EXTRACT TO READ:
That being said, the threats spoke to the actual risks faced by returnees. Anyone from an area associated with significant and historic opposition activity can face extra scrutiny (and harassment and abuse). One respondent, who remembered travelling with a young man from Idlib, said: “When [the checkpoint troops] found out he was from Idlib, they beat and insulted him.”
In total, a significant majority—91%—said they experienced threats at border crossings or internal checkpoints during their displacement journeys.
Detentions & Other Protection Risks
Between 4th and 10th October, ETANA was aware of tens of arrests by Syrian authorities at an official border crossing bordering Homs province and now counts approximately 130 arbitrary arrests that have taken place at official border crossings or regime checkpoints after the Syrian-Lebanese border.
Open-source reporting has uncovered other arrests away from the border. A report by Syrian outlet Al-Jumhuriya in early October also indicated that 40 people were arrested at the Pullman Garages bus station near Al-Qaboun in eastern Damascus city and in Homs after returning from Lebanon, although ETANA was unable to independently verify these reports.
Several survey respondents witnessed arrests. Nine respondents (16%) mentioned cases of arrests of individuals taken from their group (all men) or cases they heard about during their crossing (including some women detained for unknown, but likely security, reasons). Cases included military-age males who previously defected from the Syrian army being taken away at border crossings.
One female returnee’s husband, a defector, was arrested despite paying a smuggler to transport him through regime-held areas and avoid regime checkpoints: “He wasn’t with us on the same bus [because] he arranged his trip with a smuggler who assured him safe passage through regime checkpoints and promised to deliver him safely to opposition areas,” she remembered. “However, we learned that he was arrested at one of the checkpoints. To this day, we have no information about him.”

INFORMATION GIVEN:

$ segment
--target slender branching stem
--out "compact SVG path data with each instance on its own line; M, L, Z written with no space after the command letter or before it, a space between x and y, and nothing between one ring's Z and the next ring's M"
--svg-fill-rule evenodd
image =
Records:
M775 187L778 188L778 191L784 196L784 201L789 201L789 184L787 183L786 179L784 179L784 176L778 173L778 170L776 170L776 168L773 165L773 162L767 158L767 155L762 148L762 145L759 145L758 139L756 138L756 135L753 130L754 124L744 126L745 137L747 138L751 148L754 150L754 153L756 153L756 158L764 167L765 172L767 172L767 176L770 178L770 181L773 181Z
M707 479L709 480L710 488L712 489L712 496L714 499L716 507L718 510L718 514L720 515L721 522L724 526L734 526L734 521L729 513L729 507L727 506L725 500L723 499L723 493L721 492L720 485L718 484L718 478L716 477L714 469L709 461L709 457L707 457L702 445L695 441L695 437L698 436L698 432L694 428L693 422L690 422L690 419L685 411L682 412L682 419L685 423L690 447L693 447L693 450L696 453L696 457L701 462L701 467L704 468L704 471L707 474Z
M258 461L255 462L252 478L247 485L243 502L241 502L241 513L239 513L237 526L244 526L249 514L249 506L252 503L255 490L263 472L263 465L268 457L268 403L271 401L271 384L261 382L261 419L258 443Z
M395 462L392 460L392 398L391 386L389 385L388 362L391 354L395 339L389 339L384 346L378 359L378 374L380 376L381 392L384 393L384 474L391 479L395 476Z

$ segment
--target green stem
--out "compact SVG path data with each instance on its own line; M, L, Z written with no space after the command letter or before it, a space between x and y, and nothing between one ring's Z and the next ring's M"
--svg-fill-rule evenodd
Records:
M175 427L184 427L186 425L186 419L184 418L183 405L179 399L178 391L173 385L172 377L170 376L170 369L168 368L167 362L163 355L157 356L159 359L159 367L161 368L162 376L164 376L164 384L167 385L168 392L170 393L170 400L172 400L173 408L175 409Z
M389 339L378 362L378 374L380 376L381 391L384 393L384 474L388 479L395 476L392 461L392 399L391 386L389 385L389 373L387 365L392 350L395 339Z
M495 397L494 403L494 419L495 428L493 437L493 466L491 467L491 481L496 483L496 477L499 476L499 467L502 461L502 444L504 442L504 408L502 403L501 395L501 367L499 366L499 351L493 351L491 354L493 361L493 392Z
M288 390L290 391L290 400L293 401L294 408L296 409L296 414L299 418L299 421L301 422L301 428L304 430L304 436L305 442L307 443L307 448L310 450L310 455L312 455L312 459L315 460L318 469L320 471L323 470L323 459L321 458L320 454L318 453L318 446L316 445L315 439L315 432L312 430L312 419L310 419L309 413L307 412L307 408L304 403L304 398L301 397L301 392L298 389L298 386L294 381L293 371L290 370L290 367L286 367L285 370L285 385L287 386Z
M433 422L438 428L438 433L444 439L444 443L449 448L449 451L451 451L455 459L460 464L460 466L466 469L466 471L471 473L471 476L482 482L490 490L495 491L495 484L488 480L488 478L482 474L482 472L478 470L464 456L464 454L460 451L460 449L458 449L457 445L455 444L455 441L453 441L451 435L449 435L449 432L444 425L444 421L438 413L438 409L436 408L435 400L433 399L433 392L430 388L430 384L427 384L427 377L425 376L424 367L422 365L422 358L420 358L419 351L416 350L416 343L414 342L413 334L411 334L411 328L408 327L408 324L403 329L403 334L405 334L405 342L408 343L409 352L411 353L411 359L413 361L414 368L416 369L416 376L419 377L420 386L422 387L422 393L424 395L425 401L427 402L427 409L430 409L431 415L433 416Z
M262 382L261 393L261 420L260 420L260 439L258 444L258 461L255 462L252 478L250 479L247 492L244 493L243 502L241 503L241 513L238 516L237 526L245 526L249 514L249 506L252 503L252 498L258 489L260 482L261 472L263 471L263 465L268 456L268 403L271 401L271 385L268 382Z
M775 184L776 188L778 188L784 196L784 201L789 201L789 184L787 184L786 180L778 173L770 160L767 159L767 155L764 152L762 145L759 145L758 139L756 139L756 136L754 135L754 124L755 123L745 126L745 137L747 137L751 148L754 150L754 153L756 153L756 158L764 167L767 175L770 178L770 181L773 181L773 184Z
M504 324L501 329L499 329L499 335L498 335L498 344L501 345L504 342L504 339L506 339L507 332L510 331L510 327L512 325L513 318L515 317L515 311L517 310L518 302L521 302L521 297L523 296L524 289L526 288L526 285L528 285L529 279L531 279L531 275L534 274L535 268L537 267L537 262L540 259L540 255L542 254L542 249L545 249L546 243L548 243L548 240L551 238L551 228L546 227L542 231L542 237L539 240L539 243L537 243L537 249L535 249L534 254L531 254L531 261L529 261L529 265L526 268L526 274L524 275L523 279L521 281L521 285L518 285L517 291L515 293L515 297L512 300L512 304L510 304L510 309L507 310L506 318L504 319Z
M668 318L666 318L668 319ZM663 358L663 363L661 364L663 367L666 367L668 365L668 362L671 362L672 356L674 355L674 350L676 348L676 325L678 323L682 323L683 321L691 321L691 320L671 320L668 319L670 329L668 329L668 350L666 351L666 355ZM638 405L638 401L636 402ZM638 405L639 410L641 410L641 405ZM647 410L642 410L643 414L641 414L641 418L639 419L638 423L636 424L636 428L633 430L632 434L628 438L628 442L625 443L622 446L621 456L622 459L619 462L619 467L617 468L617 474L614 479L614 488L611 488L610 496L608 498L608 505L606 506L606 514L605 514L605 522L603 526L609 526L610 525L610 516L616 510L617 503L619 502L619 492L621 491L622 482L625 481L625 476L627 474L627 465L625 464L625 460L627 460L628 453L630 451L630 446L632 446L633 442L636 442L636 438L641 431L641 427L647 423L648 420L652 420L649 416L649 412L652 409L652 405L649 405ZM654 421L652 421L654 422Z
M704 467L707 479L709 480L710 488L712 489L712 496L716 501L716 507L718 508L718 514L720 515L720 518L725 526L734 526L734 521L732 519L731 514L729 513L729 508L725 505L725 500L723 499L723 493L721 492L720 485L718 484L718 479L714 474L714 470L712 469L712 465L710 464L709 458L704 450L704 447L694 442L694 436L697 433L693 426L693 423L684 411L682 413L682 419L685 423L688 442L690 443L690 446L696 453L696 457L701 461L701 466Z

DIRECTIONS: Copy everything in the report on Syrian returnees from "Several survey respondents" down to "at border crossings." word for word.

WRITTEN ANSWER:
Several survey respondents witnessed arrests. Nine respondents (16%) mentioned cases of arrests of individuals taken from their group (all men) or cases they heard about during their crossing (including some women detained for unknown, but likely security, reasons). Cases included military-age males who previously defected from the Syrian army being taken away at border crossings.